Document segment:
________
Confidence in this Review

2-Confident (read it all; understood it all reasonably well)

Reviewer 2

Summary

The paper conducts a psychophysics study to assess the correlation between human performance on rapid visual categorization tasks and that predicted by features learnt by recent deep neural networks when trained on large data. In particular, the study evaluated correlation vis-a-vis features learnt at various depths by such networks. The study concludes that with a suggestion that the feature representations used by the human visual system may be of intermediate complexity, similar to those learnt by deep learning networks at intermediate depths (around layer 10).
________
Records from a collection:

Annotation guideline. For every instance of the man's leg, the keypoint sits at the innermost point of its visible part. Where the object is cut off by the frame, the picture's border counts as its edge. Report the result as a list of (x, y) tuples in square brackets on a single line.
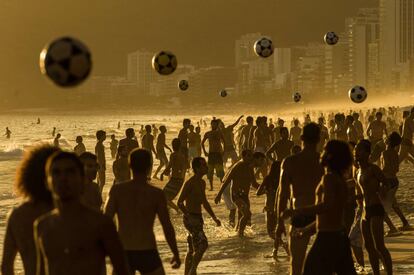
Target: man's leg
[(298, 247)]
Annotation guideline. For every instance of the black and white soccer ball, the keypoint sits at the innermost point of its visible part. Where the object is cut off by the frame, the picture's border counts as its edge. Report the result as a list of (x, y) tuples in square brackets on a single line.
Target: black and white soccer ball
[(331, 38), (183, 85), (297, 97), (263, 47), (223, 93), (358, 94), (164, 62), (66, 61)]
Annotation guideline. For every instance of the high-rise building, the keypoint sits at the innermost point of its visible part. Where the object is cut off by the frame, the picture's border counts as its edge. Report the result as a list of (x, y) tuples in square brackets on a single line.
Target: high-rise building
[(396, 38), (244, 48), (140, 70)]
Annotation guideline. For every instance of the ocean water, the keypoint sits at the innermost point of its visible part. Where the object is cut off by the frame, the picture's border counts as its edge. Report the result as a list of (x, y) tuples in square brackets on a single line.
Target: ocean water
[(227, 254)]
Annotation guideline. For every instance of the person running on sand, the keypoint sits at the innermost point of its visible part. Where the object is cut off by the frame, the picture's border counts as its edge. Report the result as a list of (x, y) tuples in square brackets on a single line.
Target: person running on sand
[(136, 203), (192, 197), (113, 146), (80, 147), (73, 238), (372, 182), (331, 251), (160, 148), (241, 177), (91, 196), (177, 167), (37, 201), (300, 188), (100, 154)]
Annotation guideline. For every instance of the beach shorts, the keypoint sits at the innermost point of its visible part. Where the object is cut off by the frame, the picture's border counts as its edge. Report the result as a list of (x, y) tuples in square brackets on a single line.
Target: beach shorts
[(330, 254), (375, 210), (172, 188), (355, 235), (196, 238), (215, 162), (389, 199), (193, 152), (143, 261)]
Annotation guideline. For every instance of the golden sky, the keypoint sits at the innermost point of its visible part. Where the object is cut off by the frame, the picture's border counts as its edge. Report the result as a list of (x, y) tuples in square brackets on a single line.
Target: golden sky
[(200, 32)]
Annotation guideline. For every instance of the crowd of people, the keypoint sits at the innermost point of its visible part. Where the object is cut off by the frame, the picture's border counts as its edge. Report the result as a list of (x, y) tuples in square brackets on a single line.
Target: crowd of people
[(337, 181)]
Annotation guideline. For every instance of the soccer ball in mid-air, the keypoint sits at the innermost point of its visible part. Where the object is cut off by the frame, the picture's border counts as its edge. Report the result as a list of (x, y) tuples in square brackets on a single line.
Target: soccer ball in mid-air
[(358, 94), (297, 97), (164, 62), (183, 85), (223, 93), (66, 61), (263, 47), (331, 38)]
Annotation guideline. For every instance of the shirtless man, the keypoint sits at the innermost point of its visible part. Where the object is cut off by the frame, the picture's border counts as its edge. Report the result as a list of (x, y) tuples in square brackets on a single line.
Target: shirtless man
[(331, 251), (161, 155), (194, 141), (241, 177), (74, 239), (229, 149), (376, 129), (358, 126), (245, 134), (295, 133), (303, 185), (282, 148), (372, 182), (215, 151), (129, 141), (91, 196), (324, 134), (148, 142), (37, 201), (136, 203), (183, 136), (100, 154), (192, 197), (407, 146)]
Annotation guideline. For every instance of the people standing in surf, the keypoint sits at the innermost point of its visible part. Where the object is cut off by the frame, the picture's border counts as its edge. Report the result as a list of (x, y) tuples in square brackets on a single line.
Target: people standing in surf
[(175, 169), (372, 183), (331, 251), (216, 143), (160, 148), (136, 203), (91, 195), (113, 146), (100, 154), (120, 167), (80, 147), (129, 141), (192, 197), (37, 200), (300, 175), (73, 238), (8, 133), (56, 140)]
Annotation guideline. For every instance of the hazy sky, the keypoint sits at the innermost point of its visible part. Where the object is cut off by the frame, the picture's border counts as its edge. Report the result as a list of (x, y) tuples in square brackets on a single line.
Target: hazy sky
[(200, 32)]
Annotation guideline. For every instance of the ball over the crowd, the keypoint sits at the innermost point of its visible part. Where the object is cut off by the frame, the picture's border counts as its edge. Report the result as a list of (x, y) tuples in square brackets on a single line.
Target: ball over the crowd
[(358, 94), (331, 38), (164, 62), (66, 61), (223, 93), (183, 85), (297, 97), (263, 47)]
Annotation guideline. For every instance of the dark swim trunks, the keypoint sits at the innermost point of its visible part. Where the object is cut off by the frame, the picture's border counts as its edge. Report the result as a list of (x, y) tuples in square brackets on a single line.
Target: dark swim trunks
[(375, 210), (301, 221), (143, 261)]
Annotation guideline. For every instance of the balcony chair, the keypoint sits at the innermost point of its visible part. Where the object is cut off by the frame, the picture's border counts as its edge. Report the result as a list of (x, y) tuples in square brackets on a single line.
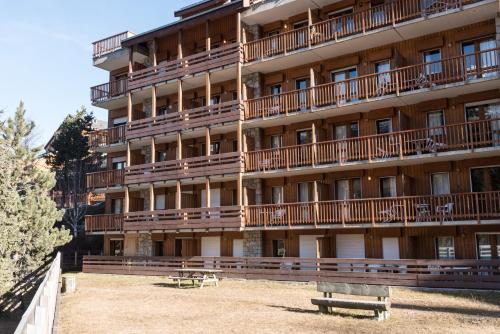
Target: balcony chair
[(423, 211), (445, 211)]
________
Written exercise:
Summarize the review excerpt in two sentences.

Problem solution:
The review describes a paper that conducts a psychophysics study comparing human performance on rapid visual categorization tasks with the performance predicted by features that deep neural networks learn at various depths when trained on large data. The study concludes with a suggestion that the human visual system may use feature representations of intermediate complexity, similar to those these networks learn at intermediate depths, around layer 10.